→ The task:
In how many lines of the listing below does "tree" appear? Give only the figure.

===============

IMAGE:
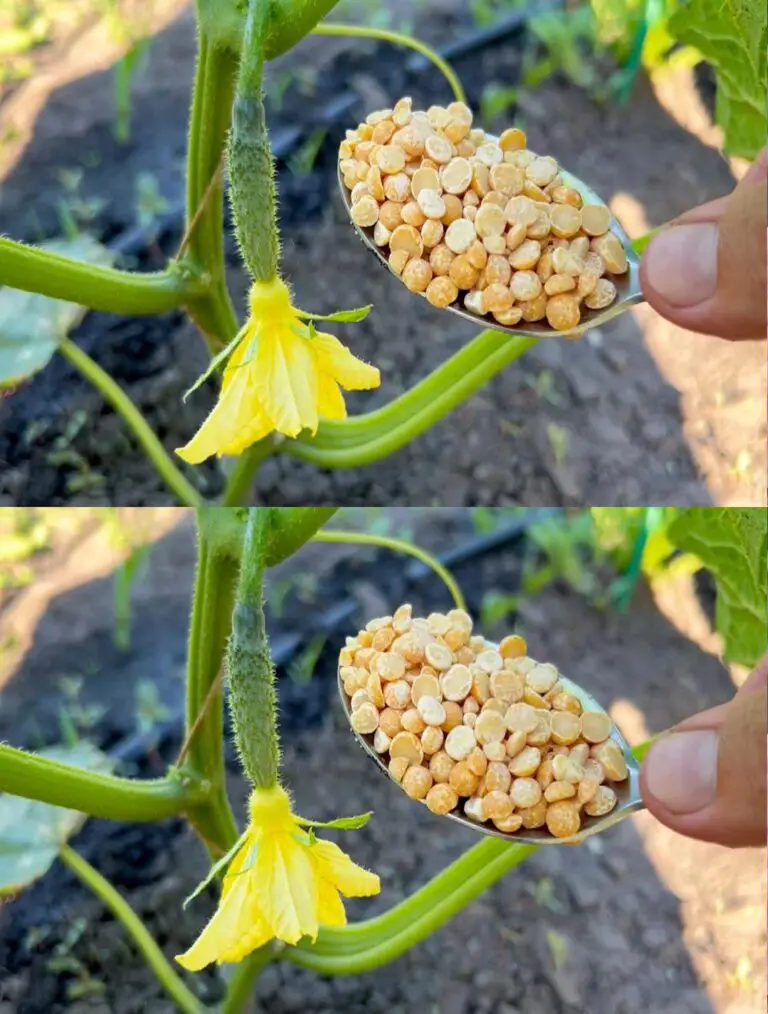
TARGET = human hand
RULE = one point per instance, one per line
(707, 779)
(707, 271)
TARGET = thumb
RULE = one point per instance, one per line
(707, 271)
(707, 779)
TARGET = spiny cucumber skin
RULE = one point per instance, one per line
(253, 194)
(253, 700)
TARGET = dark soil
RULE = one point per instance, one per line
(631, 436)
(632, 923)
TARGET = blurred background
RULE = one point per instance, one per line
(93, 109)
(93, 606)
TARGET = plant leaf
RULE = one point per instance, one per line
(214, 364)
(31, 326)
(32, 833)
(732, 35)
(731, 544)
(340, 823)
(216, 869)
(341, 316)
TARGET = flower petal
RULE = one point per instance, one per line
(286, 887)
(337, 361)
(233, 921)
(284, 373)
(235, 421)
(336, 866)
(330, 906)
(330, 399)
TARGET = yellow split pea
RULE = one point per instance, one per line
(468, 727)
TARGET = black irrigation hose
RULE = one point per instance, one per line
(285, 140)
(287, 646)
(480, 546)
(473, 42)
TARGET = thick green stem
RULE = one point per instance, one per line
(209, 124)
(98, 288)
(363, 439)
(145, 435)
(252, 171)
(253, 700)
(209, 630)
(224, 530)
(376, 941)
(239, 991)
(387, 937)
(99, 795)
(385, 35)
(184, 999)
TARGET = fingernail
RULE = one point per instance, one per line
(681, 264)
(681, 771)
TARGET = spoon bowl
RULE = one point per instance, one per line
(627, 285)
(628, 795)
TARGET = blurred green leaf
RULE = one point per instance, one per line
(31, 326)
(32, 833)
(732, 35)
(731, 544)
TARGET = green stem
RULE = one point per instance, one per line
(398, 546)
(114, 393)
(384, 34)
(253, 699)
(239, 990)
(224, 528)
(209, 124)
(393, 934)
(375, 941)
(209, 630)
(253, 195)
(97, 794)
(363, 439)
(184, 999)
(99, 288)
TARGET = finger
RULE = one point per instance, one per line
(707, 780)
(707, 271)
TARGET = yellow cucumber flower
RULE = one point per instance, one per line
(282, 883)
(281, 375)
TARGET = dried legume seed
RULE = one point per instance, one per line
(602, 802)
(365, 719)
(563, 818)
(596, 726)
(441, 799)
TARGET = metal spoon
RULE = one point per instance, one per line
(627, 792)
(627, 285)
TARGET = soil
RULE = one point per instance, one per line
(649, 414)
(638, 921)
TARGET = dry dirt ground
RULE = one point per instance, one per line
(638, 922)
(645, 413)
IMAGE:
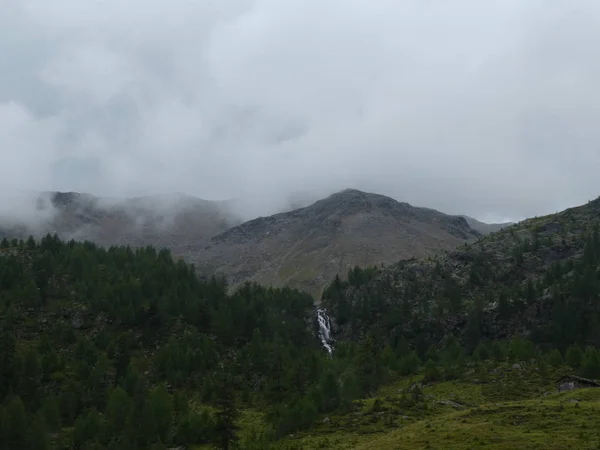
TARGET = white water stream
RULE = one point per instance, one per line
(325, 330)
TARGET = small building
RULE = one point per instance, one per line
(570, 382)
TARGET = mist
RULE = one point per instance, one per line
(488, 109)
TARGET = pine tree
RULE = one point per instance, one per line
(226, 428)
(590, 363)
(16, 424)
(37, 434)
(574, 356)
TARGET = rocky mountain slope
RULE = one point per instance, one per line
(307, 247)
(540, 278)
(162, 221)
(486, 228)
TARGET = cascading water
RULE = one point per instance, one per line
(324, 329)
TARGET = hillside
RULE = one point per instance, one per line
(163, 221)
(539, 278)
(122, 349)
(486, 228)
(307, 247)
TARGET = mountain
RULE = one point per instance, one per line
(307, 247)
(492, 344)
(163, 221)
(539, 278)
(486, 228)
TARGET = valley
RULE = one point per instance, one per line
(126, 348)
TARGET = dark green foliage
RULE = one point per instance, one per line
(555, 358)
(103, 332)
(574, 356)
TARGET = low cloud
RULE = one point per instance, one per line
(484, 108)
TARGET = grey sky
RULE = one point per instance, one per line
(488, 108)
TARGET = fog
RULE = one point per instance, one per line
(489, 109)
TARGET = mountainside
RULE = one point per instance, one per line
(492, 344)
(161, 221)
(307, 247)
(540, 278)
(486, 228)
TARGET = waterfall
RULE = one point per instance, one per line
(324, 329)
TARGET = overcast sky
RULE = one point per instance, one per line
(489, 108)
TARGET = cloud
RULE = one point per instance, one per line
(483, 108)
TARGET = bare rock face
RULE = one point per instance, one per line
(303, 248)
(307, 247)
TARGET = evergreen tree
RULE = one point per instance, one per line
(226, 428)
(590, 363)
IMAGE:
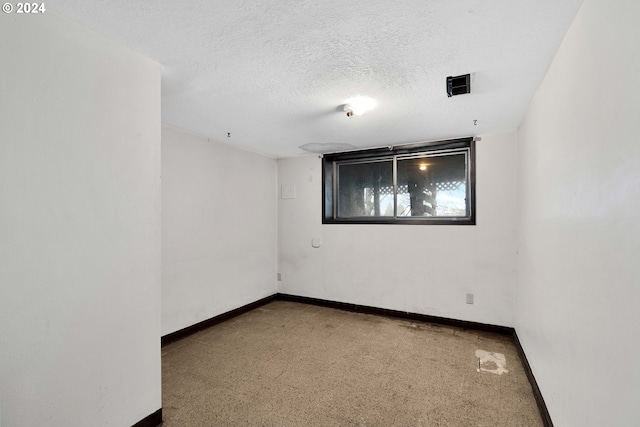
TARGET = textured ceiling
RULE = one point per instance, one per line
(275, 73)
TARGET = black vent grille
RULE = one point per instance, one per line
(458, 85)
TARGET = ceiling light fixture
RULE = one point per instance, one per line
(358, 105)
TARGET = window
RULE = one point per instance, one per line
(430, 183)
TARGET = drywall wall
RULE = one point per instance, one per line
(578, 229)
(425, 269)
(79, 227)
(218, 228)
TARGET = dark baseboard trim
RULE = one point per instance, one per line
(153, 420)
(462, 324)
(542, 407)
(190, 330)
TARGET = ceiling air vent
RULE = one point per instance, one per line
(458, 85)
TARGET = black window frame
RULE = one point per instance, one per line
(329, 181)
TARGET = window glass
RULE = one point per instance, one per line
(432, 186)
(365, 189)
(426, 183)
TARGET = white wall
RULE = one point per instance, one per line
(578, 222)
(425, 269)
(79, 227)
(218, 228)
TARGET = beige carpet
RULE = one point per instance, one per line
(291, 364)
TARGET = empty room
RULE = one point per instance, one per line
(279, 213)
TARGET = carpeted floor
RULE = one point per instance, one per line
(291, 364)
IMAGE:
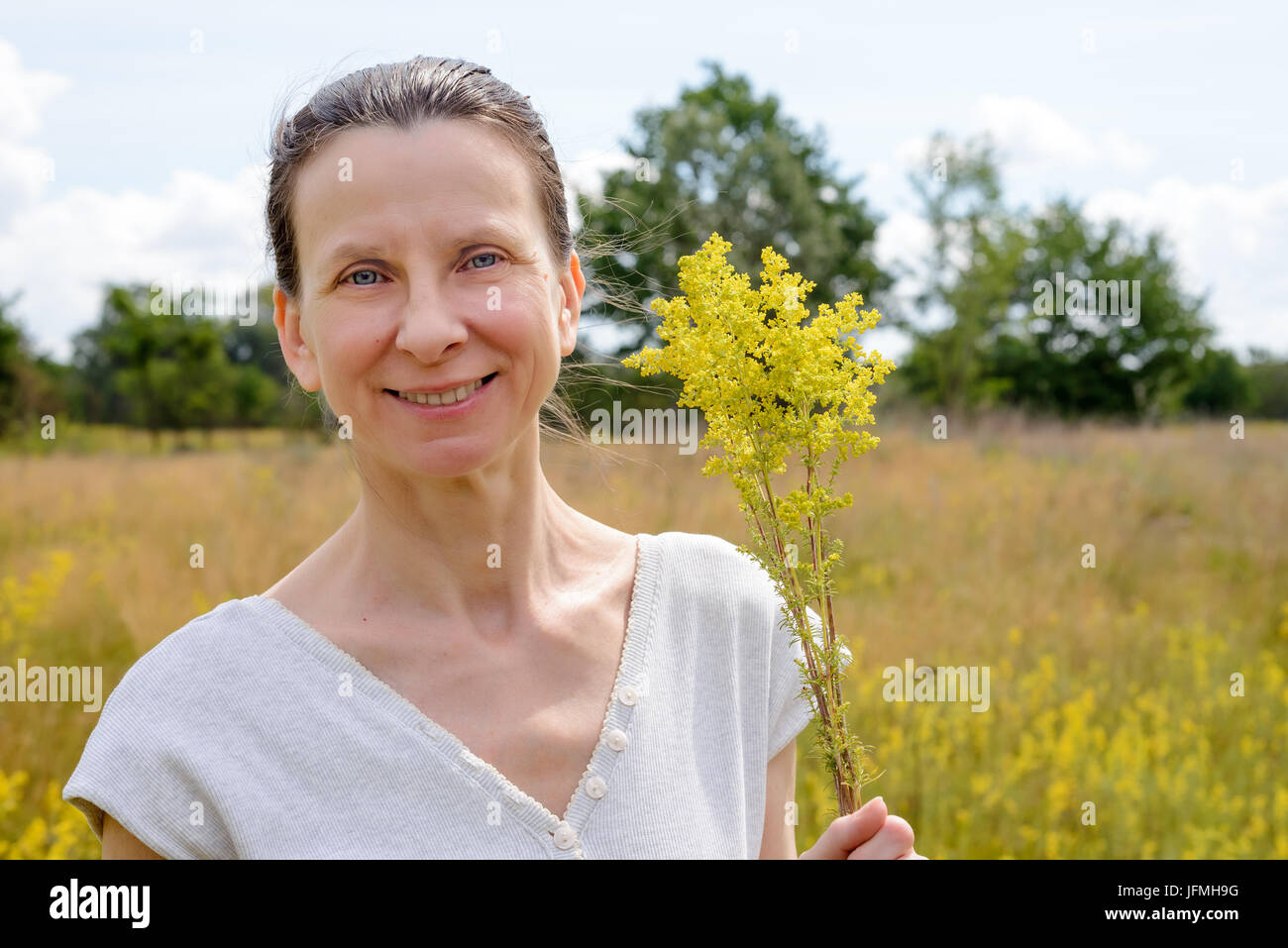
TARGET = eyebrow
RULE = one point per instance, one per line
(496, 231)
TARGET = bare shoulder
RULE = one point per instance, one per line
(120, 844)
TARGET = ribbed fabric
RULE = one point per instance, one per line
(231, 738)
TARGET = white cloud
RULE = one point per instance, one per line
(1030, 133)
(1030, 130)
(1228, 239)
(25, 170)
(60, 253)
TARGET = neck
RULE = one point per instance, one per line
(484, 552)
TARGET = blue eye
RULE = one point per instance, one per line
(477, 257)
(362, 282)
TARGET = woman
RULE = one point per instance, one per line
(468, 668)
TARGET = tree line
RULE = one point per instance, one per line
(1041, 309)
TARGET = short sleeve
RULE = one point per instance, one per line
(791, 707)
(142, 766)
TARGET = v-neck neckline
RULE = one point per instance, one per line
(629, 687)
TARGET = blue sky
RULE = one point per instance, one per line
(133, 136)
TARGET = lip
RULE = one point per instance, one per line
(445, 411)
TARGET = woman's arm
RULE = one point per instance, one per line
(119, 844)
(778, 840)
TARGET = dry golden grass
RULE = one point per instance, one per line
(1109, 685)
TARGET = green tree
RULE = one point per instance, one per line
(29, 381)
(722, 158)
(967, 277)
(1047, 309)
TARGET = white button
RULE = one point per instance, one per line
(565, 836)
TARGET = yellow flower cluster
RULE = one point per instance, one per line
(42, 828)
(772, 385)
(1090, 763)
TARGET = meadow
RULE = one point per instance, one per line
(1150, 685)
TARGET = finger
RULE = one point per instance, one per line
(846, 833)
(893, 840)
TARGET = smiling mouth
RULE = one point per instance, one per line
(450, 397)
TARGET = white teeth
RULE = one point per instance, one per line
(450, 397)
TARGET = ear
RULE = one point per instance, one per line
(295, 348)
(572, 285)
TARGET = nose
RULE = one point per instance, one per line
(430, 326)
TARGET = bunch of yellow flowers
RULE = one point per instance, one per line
(774, 385)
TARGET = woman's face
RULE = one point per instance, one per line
(423, 268)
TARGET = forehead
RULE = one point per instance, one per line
(434, 181)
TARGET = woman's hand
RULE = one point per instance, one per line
(870, 832)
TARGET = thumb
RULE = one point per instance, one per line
(849, 832)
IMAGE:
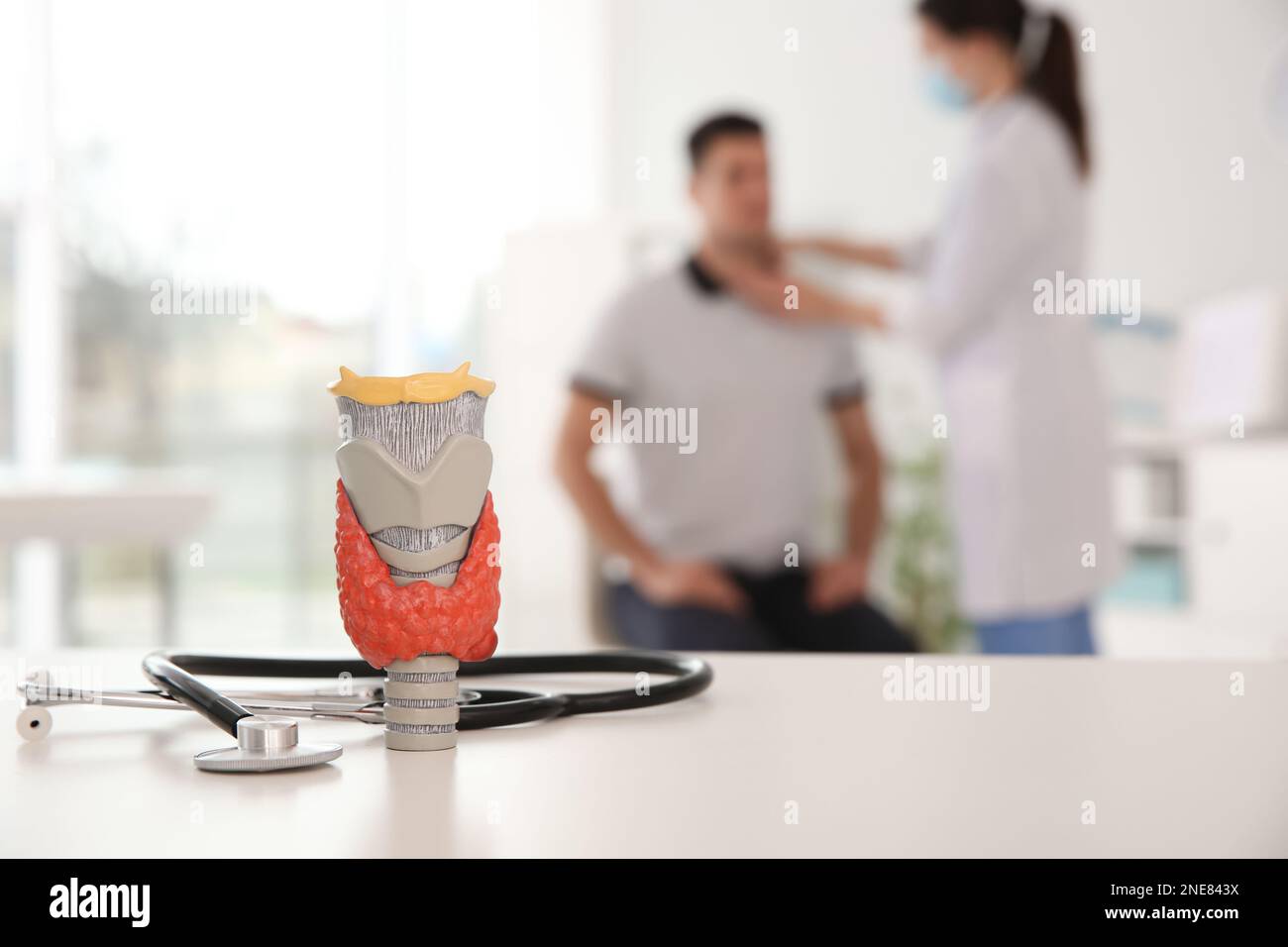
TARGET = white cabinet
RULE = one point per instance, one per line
(1237, 564)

===============

→ Response to this exercise:
4